• **AIM OF THE EXERCISE**:
Nothing should be omitted: restate the full listing word for word.

━━━━

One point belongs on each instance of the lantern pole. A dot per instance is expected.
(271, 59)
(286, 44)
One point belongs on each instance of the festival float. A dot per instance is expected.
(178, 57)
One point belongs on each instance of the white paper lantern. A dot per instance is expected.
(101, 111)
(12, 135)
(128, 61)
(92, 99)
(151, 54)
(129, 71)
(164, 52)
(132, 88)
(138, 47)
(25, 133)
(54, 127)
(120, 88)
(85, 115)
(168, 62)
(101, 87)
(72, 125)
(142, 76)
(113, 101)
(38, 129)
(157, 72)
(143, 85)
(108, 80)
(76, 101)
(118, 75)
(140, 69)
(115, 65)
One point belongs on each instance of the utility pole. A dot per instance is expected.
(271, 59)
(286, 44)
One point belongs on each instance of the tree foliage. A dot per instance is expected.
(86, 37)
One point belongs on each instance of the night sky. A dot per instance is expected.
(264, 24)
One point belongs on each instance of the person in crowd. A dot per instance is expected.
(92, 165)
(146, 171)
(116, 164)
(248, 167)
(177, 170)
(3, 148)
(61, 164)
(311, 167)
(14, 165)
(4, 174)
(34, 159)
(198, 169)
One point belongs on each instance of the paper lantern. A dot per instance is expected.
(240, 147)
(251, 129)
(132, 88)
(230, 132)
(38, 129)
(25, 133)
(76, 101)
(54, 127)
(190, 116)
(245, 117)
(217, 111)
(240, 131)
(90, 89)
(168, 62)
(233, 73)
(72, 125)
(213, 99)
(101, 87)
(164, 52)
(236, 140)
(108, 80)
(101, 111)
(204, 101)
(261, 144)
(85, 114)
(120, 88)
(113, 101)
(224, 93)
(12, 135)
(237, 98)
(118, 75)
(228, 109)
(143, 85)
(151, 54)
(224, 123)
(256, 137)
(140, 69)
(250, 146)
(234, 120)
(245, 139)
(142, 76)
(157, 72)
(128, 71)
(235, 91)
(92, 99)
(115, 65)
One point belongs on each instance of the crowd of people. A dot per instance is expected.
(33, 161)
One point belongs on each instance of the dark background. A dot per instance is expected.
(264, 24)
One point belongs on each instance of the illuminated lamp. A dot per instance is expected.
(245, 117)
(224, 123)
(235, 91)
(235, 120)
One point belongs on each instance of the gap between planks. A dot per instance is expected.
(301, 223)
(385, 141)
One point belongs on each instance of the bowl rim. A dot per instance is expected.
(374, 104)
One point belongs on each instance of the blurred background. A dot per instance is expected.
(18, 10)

━━━━

• **FINAL ANSWER**:
One point belongs on each instance of the lantern pole. A dot per instance is expected.
(271, 59)
(286, 44)
One point belongs on each instance of the festival float. A dot per instance is expected.
(178, 57)
One point belongs on each instance of the white paper lantern. A dot per instance is expected.
(101, 111)
(12, 135)
(128, 61)
(92, 99)
(151, 54)
(129, 71)
(164, 52)
(132, 88)
(138, 47)
(25, 133)
(54, 127)
(120, 88)
(85, 115)
(168, 62)
(101, 87)
(72, 125)
(142, 76)
(113, 101)
(38, 129)
(157, 72)
(143, 85)
(108, 80)
(76, 101)
(118, 75)
(140, 69)
(115, 65)
One point belongs on each instance of the utility pole. A dot per instance is expected.
(271, 59)
(286, 44)
One point belongs on each instance of the tree foliage. A dot per instance is expected.
(86, 37)
One point belongs on each instance of the night sky. A dot per instance is expected.
(264, 24)
One point belongs on each instance of the person in crowd. A dot per instance is expected.
(92, 165)
(146, 171)
(116, 164)
(248, 167)
(177, 170)
(3, 148)
(61, 164)
(311, 167)
(14, 165)
(4, 174)
(34, 159)
(198, 169)
One point belongs on each instance of the paper lantern. A dot per instance is expected.
(240, 147)
(251, 129)
(132, 88)
(230, 132)
(38, 129)
(25, 133)
(76, 101)
(54, 127)
(190, 116)
(245, 117)
(217, 111)
(240, 131)
(90, 89)
(168, 62)
(233, 73)
(72, 125)
(213, 99)
(101, 87)
(164, 52)
(236, 140)
(108, 80)
(101, 111)
(204, 101)
(261, 144)
(85, 114)
(120, 88)
(113, 101)
(224, 93)
(12, 135)
(237, 98)
(118, 75)
(228, 109)
(143, 85)
(151, 54)
(224, 123)
(256, 137)
(140, 69)
(250, 146)
(234, 120)
(245, 139)
(142, 76)
(157, 72)
(128, 71)
(235, 91)
(92, 99)
(115, 65)
One point belongs on each instance of the crowd of people. A dot per instance is expected.
(33, 161)
One point belongs on each instance of the dark background. A dot per instance is expected.
(264, 24)
One point belongs on each instance of the illuminated lamp. A dot per instance is expected.
(245, 117)
(224, 123)
(235, 91)
(235, 120)
One point belongs on each instance of the gap between planks. A dot per instance is expected.
(301, 223)
(385, 141)
One point belongs on each instance of the bowl rim. A dot per instance is expected.
(374, 104)
One point belongs on each instance of the blurred background. A dot per instance is expected.
(18, 10)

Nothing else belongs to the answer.